EXERCISE TEXT

Good evening subs
As a few of you may have noticed, I’ve not really been around much for the last few years. I was on a quest to utilise My business qualifications to see if I could fit into the business world as an employee. What I realised very early on was that this role was not suitable for someone with the predilections and outgoing personality that I have. I am not submissive by any means, which meant that working for an employer was damn near impossible and caused a great amount of conflict within Me. Nonetheless I pushed on through for the last couple of years and tried to fit in. The truth is, I will never fit in. I am meant to lead, not follow.
I found it excruciating to watch people day in day out passive aggressively communicating. back biting and trying to work together when none of them wanted to be there in the first place. I saw new people arrive and watched their sense of self, optimism and joy become slowly eroded. The toxicity and negativity was seeping from the walls in many of the organisations I tried. I watched big bosses controlling others who had given up their sense of self to become ‘Yes men/Women’. It was heartbreaking to watch. I would sit there seething under the surface watching how others would whisper to avoid any narcissistic injury to the powers that be of that organisation. It knocked me sick! It did not resonate with Me at all.

DATASET CONTENT
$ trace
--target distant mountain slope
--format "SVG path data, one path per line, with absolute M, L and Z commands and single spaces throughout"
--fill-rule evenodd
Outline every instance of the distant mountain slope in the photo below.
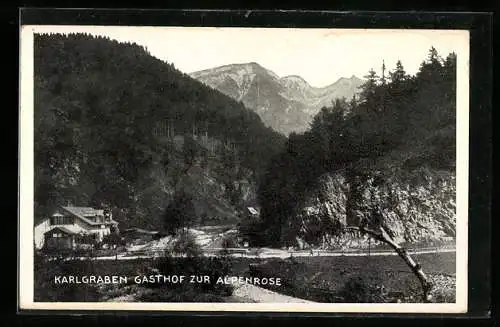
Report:
M 321 107 L 331 105 L 337 98 L 350 99 L 363 83 L 352 76 L 315 88 L 300 76 L 280 78 L 254 62 L 202 70 L 190 76 L 243 102 L 267 126 L 285 135 L 305 131 Z

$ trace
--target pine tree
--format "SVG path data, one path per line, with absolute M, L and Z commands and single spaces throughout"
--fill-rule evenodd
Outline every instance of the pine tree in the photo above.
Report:
M 380 82 L 385 85 L 385 61 L 382 60 L 382 76 L 380 77 Z
M 368 74 L 363 77 L 366 78 L 366 82 L 360 86 L 360 98 L 363 102 L 369 102 L 370 100 L 373 100 L 373 97 L 375 95 L 377 80 L 379 79 L 379 76 L 372 68 L 368 71 Z

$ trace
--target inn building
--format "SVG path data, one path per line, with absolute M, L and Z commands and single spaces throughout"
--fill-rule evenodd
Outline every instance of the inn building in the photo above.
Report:
M 91 207 L 61 206 L 34 229 L 38 249 L 76 249 L 100 242 L 118 229 L 111 212 Z

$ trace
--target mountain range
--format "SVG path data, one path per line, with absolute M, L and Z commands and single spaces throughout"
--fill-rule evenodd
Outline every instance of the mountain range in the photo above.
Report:
M 242 102 L 255 111 L 264 124 L 284 135 L 305 131 L 323 106 L 331 105 L 338 98 L 352 98 L 364 82 L 353 75 L 317 88 L 297 75 L 279 77 L 255 62 L 225 65 L 189 75 Z

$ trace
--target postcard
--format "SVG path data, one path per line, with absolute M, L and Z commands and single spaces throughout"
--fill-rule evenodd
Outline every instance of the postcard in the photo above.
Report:
M 466 312 L 468 31 L 20 40 L 21 309 Z

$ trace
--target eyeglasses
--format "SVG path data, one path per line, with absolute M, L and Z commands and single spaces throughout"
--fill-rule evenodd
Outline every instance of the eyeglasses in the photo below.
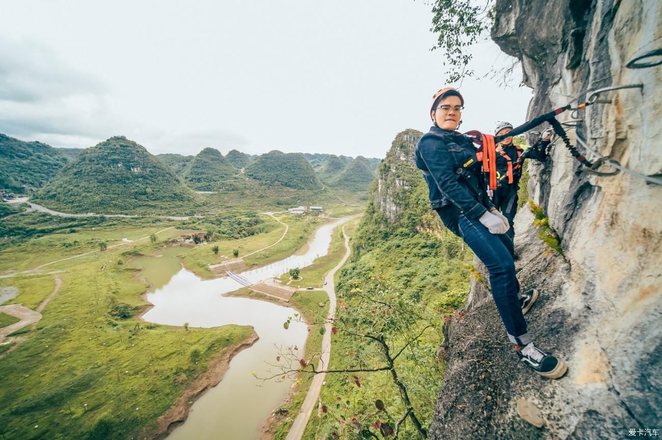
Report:
M 437 107 L 437 109 L 441 109 L 442 111 L 446 113 L 449 112 L 451 108 L 455 112 L 461 112 L 463 110 L 464 110 L 464 107 L 463 107 L 461 105 L 456 105 L 454 107 L 451 107 L 451 106 L 449 105 L 440 105 L 438 107 Z

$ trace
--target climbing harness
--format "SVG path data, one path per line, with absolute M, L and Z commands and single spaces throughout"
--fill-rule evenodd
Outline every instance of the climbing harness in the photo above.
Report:
M 502 176 L 502 177 L 500 177 L 500 176 L 497 175 L 496 177 L 497 177 L 498 180 L 502 180 L 502 179 L 504 179 L 506 177 L 506 176 L 508 176 L 508 183 L 512 183 L 512 181 L 513 181 L 513 179 L 512 179 L 513 171 L 514 170 L 519 169 L 520 168 L 522 167 L 522 164 L 519 161 L 520 161 L 520 157 L 522 157 L 522 148 L 520 148 L 520 146 L 517 146 L 517 145 L 515 146 L 515 148 L 517 150 L 517 161 L 516 161 L 516 162 L 515 162 L 515 166 L 513 167 L 512 166 L 512 159 L 510 159 L 510 156 L 509 156 L 507 154 L 506 154 L 506 152 L 504 150 L 503 147 L 501 146 L 500 145 L 499 146 L 496 147 L 496 151 L 498 152 L 499 154 L 501 155 L 501 156 L 504 159 L 506 159 L 506 161 L 508 163 L 508 169 L 507 169 L 506 171 L 506 175 L 504 175 L 504 176 Z M 497 172 L 497 175 L 498 174 L 498 173 Z
M 646 57 L 652 56 L 653 54 L 662 55 L 662 52 L 657 52 L 657 51 L 653 51 L 653 52 L 654 53 L 645 54 Z M 645 57 L 641 56 L 641 57 L 638 57 L 635 59 L 635 61 L 640 60 L 642 58 Z M 662 62 L 659 64 L 662 64 Z M 572 154 L 573 157 L 585 167 L 583 170 L 587 173 L 598 176 L 612 176 L 618 174 L 620 171 L 622 171 L 628 174 L 642 179 L 647 183 L 654 183 L 655 185 L 662 185 L 662 179 L 659 179 L 655 176 L 647 176 L 631 169 L 628 169 L 622 165 L 618 161 L 605 157 L 597 152 L 591 150 L 589 148 L 587 145 L 587 142 L 584 140 L 579 136 L 576 136 L 577 142 L 582 145 L 587 152 L 591 153 L 592 155 L 596 157 L 594 161 L 591 162 L 581 153 L 579 153 L 579 152 L 577 151 L 577 150 L 570 143 L 570 140 L 568 138 L 567 134 L 563 128 L 563 126 L 565 126 L 568 128 L 577 128 L 579 124 L 583 122 L 583 120 L 579 118 L 577 113 L 579 110 L 585 109 L 587 107 L 594 104 L 611 104 L 611 100 L 598 99 L 598 96 L 605 92 L 622 89 L 639 89 L 641 90 L 643 89 L 643 85 L 628 84 L 625 85 L 610 86 L 591 90 L 585 90 L 575 97 L 566 105 L 534 118 L 533 119 L 524 122 L 522 125 L 515 127 L 507 133 L 504 133 L 500 136 L 493 136 L 489 134 L 481 133 L 477 130 L 471 130 L 464 133 L 465 136 L 471 138 L 473 142 L 479 146 L 476 155 L 478 157 L 478 159 L 483 162 L 483 171 L 485 174 L 485 180 L 487 181 L 487 187 L 489 189 L 487 193 L 489 197 L 493 197 L 493 190 L 496 189 L 498 183 L 496 169 L 496 150 L 495 146 L 506 138 L 522 134 L 522 133 L 524 133 L 525 132 L 527 132 L 530 129 L 543 124 L 544 122 L 548 122 L 551 126 L 554 133 L 555 133 L 556 135 L 563 140 L 563 144 L 565 146 L 565 148 L 568 150 L 568 151 L 570 152 L 571 154 Z M 573 107 L 572 106 L 573 103 L 575 101 L 579 102 L 579 98 L 584 95 L 587 95 L 587 97 L 586 101 L 579 103 L 576 107 Z M 571 118 L 570 120 L 561 122 L 556 118 L 557 116 L 569 110 L 572 110 L 572 113 L 571 114 Z M 518 164 L 518 163 L 516 162 L 516 164 Z M 602 164 L 608 165 L 614 167 L 614 170 L 612 171 L 598 171 L 598 168 L 599 168 Z M 509 165 L 511 165 L 510 161 Z M 521 163 L 518 165 L 521 166 Z

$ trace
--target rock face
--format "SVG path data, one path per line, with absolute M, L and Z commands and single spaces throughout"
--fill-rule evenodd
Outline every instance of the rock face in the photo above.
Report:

ACTIVITY
Resume the post about trying to fit in as an employee, starting right after its final sentence.

ANSWER AREA
As you all know, in between all of this madness, I continued to session on a part time basis with my long term loyal subs who have served Me for up to 9 years or so, maybe longer. I’m sure you guys saw the shift within Me as I suffered trying to achieve a connection with what is considered as ‘normal’ working life outside of the fun in the Chambers. As much as I was excellent at My career, I was not excellent at taking orders or being asked to think ‘inside the box’. That is not my style! I’m a free thinker and a creative. My sessions are all based around letting My free thinking and creativity flow and thinking ‘outside the box’. The office life in comparison was stifling that energy. I almost lost myself for a while.
Today I gave My notice at work. I decided that enough was enough. I refuse to work in a world of restriction, lack of creativity and control. I’m a free spirit. So this afternoon I walked away from the grey downtrodden faces and repressed angry individuals of the office world and drove to the chamber to be amongst My Mistress friends. I walked into the doors greeted by the sight of strong independent women covered in leather and latex laughing as the dungeon slave dressed as a maid wearing a humbler came through the other door. My heart warmed and I immediately felt peace and at home. The smells of the leather, the groans of the slaves, the laugher and cruel warmth of My Mistress friends filled Me with joy.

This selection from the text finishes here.